# Start of Listed records

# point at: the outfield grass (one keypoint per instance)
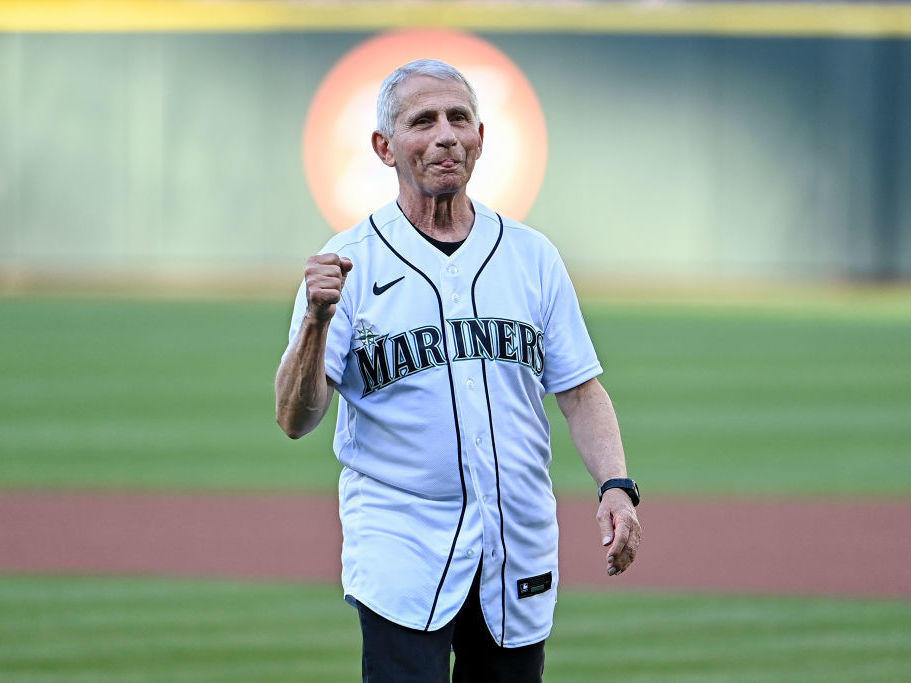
(93, 629)
(712, 399)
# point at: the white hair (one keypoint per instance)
(388, 106)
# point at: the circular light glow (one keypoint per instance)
(348, 181)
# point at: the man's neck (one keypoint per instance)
(445, 217)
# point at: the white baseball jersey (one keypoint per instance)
(442, 363)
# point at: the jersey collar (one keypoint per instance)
(402, 235)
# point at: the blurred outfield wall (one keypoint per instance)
(671, 153)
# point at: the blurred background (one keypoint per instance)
(729, 185)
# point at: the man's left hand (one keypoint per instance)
(620, 530)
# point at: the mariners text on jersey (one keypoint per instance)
(385, 359)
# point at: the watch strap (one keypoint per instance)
(628, 485)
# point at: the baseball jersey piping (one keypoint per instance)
(455, 414)
(493, 443)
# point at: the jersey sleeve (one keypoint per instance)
(569, 356)
(338, 340)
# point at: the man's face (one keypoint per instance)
(437, 138)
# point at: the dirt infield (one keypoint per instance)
(813, 548)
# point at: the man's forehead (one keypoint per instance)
(424, 91)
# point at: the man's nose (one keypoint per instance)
(446, 136)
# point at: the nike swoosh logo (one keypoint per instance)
(379, 290)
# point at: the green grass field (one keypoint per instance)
(711, 398)
(94, 630)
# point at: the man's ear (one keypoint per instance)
(382, 148)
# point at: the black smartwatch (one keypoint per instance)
(628, 485)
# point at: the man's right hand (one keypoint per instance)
(325, 276)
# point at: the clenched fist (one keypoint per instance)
(325, 276)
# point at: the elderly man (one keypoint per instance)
(442, 325)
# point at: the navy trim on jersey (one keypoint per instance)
(455, 414)
(493, 443)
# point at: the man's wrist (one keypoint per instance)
(628, 486)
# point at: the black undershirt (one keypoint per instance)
(447, 248)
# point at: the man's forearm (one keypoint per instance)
(302, 392)
(594, 430)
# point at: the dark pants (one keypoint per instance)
(395, 654)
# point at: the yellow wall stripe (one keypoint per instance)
(740, 19)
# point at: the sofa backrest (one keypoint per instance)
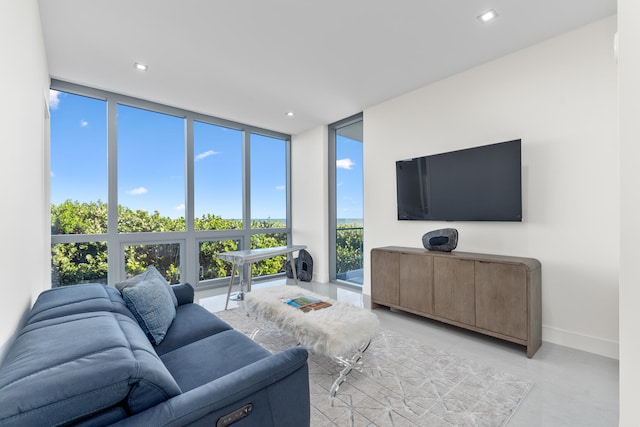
(73, 299)
(65, 369)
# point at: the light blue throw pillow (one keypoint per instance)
(151, 304)
(149, 273)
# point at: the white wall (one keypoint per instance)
(629, 107)
(560, 97)
(309, 197)
(24, 223)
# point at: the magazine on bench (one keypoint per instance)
(307, 303)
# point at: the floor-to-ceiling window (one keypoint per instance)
(346, 200)
(134, 183)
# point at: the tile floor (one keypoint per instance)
(572, 388)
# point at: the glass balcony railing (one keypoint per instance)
(349, 244)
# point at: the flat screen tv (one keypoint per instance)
(476, 184)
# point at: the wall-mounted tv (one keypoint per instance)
(476, 184)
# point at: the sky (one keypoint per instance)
(151, 163)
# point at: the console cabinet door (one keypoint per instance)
(453, 289)
(416, 282)
(501, 298)
(385, 276)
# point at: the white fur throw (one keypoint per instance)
(332, 331)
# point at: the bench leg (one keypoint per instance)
(348, 365)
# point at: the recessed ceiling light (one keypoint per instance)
(488, 15)
(139, 66)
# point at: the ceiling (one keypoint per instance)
(251, 61)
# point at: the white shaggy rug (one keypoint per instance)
(403, 383)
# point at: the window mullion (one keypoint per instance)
(115, 255)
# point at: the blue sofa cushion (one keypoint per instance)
(215, 356)
(151, 304)
(192, 323)
(150, 273)
(74, 299)
(44, 380)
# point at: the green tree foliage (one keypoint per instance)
(87, 261)
(348, 248)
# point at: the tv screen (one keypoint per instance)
(476, 184)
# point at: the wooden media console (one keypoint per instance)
(496, 295)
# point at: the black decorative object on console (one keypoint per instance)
(443, 240)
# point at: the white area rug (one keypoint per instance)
(403, 383)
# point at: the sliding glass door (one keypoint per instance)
(346, 201)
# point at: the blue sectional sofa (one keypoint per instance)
(83, 359)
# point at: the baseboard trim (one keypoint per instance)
(588, 343)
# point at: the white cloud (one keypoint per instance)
(138, 191)
(344, 164)
(206, 154)
(54, 99)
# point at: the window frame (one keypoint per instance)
(190, 238)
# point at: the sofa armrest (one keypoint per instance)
(184, 293)
(277, 387)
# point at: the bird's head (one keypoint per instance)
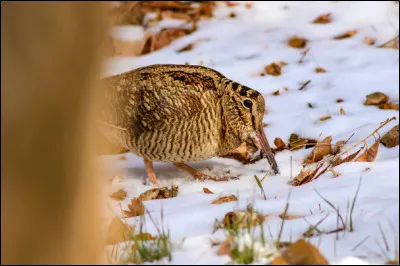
(244, 111)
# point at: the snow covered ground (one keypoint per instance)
(239, 48)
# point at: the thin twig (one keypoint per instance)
(330, 204)
(391, 40)
(383, 236)
(283, 220)
(352, 206)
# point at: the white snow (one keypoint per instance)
(239, 48)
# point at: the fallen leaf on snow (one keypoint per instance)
(224, 199)
(289, 217)
(242, 219)
(339, 145)
(370, 154)
(323, 19)
(393, 43)
(273, 69)
(230, 3)
(320, 70)
(303, 177)
(295, 142)
(391, 138)
(118, 195)
(389, 106)
(248, 5)
(144, 237)
(232, 15)
(345, 35)
(159, 193)
(297, 42)
(136, 208)
(207, 191)
(301, 253)
(118, 232)
(369, 40)
(280, 145)
(320, 150)
(376, 98)
(349, 158)
(186, 48)
(325, 118)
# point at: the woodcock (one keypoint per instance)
(178, 114)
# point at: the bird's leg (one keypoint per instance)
(198, 174)
(150, 172)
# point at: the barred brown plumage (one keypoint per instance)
(181, 113)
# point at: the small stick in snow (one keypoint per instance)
(304, 85)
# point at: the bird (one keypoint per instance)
(178, 114)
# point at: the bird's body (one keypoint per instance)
(177, 113)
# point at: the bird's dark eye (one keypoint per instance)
(247, 103)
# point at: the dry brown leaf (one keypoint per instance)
(295, 142)
(345, 35)
(289, 217)
(389, 106)
(369, 40)
(231, 4)
(280, 145)
(391, 138)
(159, 193)
(224, 199)
(349, 158)
(186, 48)
(370, 154)
(118, 195)
(169, 14)
(320, 70)
(144, 237)
(325, 118)
(122, 158)
(376, 98)
(323, 19)
(242, 153)
(302, 178)
(276, 93)
(303, 253)
(335, 174)
(248, 5)
(279, 260)
(321, 149)
(242, 219)
(225, 247)
(393, 43)
(207, 191)
(273, 69)
(136, 208)
(118, 232)
(232, 15)
(339, 145)
(297, 42)
(163, 38)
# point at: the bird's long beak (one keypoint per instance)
(260, 140)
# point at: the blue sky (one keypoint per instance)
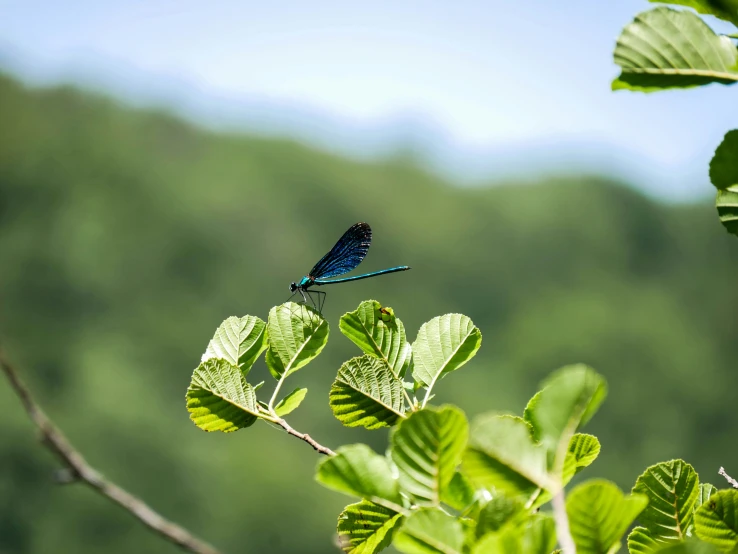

# End of Listed records

### What is expected
Pick out every line of the items above that contains the word "outfield" and copy each one.

### Exercise response
# point at: the outfield grass (one keypoint per instance)
# point at: the blurred outfield wall (one keypoint per instance)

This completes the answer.